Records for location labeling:

■ ■ ■ ■ ■

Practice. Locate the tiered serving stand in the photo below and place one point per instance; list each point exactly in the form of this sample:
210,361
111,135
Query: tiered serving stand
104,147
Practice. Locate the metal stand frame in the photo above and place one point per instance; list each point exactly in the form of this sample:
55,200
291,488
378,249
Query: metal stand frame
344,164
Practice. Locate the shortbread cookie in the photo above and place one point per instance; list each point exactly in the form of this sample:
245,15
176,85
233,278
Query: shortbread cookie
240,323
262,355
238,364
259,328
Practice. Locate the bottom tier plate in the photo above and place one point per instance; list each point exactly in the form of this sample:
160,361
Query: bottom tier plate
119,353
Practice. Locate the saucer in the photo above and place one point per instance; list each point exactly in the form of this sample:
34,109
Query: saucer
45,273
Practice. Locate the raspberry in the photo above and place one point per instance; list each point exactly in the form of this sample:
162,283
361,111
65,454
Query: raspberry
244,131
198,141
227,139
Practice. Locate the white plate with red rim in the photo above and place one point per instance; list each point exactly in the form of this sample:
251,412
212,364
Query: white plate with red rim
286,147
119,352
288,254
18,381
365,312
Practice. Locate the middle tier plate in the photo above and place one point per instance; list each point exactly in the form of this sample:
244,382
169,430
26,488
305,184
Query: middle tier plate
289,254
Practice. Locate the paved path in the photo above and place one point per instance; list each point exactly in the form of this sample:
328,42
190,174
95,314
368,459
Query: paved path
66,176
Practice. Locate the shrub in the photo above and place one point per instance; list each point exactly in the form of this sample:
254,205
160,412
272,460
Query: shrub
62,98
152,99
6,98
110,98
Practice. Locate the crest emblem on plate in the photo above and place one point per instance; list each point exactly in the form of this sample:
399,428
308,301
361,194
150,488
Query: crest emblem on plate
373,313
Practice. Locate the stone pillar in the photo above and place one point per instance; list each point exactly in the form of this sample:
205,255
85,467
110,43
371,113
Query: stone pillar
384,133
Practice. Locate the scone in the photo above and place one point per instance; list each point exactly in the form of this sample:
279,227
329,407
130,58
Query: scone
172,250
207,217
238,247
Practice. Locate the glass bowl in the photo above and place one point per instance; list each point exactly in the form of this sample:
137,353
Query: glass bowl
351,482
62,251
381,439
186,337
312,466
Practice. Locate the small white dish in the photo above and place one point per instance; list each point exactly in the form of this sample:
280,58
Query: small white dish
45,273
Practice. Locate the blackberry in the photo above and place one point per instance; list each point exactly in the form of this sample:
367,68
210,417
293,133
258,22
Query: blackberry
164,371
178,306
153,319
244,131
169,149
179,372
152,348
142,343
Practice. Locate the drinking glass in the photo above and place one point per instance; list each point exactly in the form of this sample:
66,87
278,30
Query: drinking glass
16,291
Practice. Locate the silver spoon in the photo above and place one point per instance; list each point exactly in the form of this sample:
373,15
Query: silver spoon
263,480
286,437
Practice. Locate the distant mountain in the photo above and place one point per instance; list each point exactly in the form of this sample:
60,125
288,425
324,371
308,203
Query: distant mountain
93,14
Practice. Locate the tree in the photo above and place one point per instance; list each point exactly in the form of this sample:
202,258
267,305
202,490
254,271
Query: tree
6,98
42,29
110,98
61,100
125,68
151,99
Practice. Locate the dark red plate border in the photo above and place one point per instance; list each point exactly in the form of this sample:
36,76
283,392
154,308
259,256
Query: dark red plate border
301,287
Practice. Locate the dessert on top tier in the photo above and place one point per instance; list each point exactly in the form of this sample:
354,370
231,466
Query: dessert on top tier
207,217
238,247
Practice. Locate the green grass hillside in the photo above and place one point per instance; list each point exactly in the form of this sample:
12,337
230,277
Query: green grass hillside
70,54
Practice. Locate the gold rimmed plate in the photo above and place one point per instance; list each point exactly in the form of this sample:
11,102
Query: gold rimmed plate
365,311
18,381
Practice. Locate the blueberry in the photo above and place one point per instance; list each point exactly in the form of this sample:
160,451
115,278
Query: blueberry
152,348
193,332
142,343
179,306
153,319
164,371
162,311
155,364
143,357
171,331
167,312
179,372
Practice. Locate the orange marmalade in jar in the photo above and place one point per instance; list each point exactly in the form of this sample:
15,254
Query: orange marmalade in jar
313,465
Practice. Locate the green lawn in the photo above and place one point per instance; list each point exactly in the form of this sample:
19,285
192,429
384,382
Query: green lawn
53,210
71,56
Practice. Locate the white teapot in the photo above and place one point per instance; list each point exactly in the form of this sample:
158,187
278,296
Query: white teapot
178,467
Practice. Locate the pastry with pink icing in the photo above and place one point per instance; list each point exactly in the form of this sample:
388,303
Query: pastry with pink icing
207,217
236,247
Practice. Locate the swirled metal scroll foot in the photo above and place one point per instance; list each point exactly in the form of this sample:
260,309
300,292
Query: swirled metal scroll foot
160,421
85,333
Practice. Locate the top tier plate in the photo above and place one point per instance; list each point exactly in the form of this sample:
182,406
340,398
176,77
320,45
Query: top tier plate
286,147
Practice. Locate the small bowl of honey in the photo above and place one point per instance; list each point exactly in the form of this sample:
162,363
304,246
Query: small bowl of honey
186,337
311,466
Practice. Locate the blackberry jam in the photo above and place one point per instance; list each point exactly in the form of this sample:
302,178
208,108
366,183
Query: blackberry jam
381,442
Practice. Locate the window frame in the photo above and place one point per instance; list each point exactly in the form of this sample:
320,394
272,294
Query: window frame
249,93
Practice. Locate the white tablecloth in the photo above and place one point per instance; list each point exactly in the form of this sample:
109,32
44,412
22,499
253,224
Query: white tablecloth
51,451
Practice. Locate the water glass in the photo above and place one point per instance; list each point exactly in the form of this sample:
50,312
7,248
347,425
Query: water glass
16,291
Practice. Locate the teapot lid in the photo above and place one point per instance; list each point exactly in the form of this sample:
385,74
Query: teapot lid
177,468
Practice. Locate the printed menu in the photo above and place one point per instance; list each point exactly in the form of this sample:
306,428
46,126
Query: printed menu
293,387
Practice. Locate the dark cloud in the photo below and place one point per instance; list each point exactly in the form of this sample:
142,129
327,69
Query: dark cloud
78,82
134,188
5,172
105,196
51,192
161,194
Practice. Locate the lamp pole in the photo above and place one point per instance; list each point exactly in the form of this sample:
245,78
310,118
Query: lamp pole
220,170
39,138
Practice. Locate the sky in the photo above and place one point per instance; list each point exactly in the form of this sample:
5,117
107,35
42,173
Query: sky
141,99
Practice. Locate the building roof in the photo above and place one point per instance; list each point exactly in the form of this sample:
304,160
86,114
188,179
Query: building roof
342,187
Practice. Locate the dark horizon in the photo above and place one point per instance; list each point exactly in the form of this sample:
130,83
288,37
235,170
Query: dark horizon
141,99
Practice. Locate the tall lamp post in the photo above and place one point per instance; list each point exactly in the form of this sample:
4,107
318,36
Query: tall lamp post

■ ■ ■ ■ ■

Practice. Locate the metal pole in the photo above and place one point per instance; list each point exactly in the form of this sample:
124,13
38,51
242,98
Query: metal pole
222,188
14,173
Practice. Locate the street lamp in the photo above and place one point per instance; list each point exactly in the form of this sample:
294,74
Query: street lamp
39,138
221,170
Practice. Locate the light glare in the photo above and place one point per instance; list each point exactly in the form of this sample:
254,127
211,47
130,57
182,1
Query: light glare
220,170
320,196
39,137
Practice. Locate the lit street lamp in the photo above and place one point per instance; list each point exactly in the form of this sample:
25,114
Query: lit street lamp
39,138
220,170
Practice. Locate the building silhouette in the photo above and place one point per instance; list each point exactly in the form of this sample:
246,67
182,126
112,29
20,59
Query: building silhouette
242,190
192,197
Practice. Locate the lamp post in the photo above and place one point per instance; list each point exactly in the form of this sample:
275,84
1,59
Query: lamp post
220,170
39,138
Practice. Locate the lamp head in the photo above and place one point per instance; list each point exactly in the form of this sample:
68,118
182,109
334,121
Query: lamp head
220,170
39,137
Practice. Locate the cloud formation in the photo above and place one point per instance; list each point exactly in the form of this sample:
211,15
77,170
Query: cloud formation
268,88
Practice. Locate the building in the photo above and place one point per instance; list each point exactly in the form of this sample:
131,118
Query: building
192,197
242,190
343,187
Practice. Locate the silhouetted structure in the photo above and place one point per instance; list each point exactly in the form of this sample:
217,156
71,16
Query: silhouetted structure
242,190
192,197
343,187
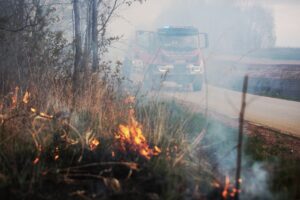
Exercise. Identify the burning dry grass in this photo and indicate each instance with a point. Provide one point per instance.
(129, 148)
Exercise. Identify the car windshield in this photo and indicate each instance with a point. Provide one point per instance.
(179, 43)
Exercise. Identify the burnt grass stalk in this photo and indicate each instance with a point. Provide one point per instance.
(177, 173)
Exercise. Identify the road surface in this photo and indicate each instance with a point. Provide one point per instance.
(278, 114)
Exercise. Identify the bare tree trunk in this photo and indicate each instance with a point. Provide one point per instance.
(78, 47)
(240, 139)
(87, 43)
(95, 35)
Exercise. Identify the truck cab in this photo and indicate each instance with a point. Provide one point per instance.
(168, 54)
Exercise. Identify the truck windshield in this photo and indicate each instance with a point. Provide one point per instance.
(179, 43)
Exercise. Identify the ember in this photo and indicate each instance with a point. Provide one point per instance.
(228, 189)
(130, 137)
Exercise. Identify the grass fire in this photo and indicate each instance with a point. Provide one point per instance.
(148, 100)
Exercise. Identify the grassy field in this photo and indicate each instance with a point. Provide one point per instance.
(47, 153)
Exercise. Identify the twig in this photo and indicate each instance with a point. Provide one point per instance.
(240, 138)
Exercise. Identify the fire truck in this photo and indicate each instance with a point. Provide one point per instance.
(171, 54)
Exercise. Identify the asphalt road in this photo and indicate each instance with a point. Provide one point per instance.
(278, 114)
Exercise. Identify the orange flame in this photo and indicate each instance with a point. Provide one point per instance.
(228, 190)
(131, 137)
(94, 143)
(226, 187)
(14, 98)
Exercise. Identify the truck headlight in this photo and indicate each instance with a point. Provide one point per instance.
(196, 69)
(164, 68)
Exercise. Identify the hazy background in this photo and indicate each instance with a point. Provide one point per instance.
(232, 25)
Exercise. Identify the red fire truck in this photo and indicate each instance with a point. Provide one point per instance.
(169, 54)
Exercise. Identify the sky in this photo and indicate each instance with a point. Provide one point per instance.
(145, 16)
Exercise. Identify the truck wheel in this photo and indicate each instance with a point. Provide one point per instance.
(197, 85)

■ ■ ■ ■ ■

• **WORK TO COMPLETE**: How many lines in the records above contain the string "formation", counting only matches with the same case? Reply with the number alone.

• **OUTPUT**: 2